+++ Page text +++
Then there is a radical newness called “kainos”, which means a whole new order of change, as if change, itself, will change into something else.
New heavens and earth don’t mean that heaven and earth will be replaced. Becoming a new creation doesn’t mean that we will have the secret of eternal youth, or an intelligence boost, or an altered memory.
What you will be, and whatever this world will be, will become something we can’t even imagine now. What we want will change. What we enjoy will change. What we’re able to do will change. What we see, and hear, and take into ourselves will change. What others are for us, and what we are for others, will change.
We, and the whole world, will be so surprisingly new. And yet we will be ourselves. What we are now will be recognizable in what we will be. What we are now will have played its part, in the love of God in Christ. What we are now will have played its part in the person that God has planned us to be, all along.
How will this new change become ours? How will this future hope, this future world (this future heaven and earth), become ours? Two things go together in this, in a way we don’t ordinarily notice.
The language of the Book of Revelation is Greek, but the thinking in it is Hebrew. In Hebrew thought you can put things together that seem different, side by side, and they really are part of the same, single thing. The different things share one meaning in common.
So, John hears about the Lion of Judah and he looks and sees a Lamb that was slain. These are two different things that are the same thing. John hears about the Bride, and he looks and sees the New Jerusalem City. And all that we are told about what’s in the city is that there is a throne, with God and the Lamb sitting on it, and fruit trees, and a river, as if it were a garden: maybe even the garden of Eden, all over again, but safe and complete. These all seem like different things, but they’re the same thing.
+++
* Study questions:
• A. In the page text, what does John see when he hears about the Lion of Judah?
• B. Substitute "astonishingly" for "surprisingly" and write out the page text from "What you will" up to and including "be, all along.".
The items that come next are from a different source than the page text.
+++ Data for analysis +++
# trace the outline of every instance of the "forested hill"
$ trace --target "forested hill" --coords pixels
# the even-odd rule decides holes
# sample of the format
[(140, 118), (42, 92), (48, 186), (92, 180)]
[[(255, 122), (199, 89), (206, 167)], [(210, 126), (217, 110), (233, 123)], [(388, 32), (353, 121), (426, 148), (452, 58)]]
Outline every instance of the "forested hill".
+++
* Task solutions:
• A. A Lamb that was slain.

• B.
What you will be, and whatever this world will be, will become something we can’t even imagine now. What we want will change. What we enjoy will change. What we’re able to do will change. What we see, and hear, and take into ourselves will change. What others are for us, and what we are for others, will change.
We, and the whole world, will be so astonishingly new. And yet we will be ourselves. What we are now will be recognizable in what we will be. What we are now will have played its part, in the love of God in Christ. What we are now will have played its part in the person that God has planned us to be, all along.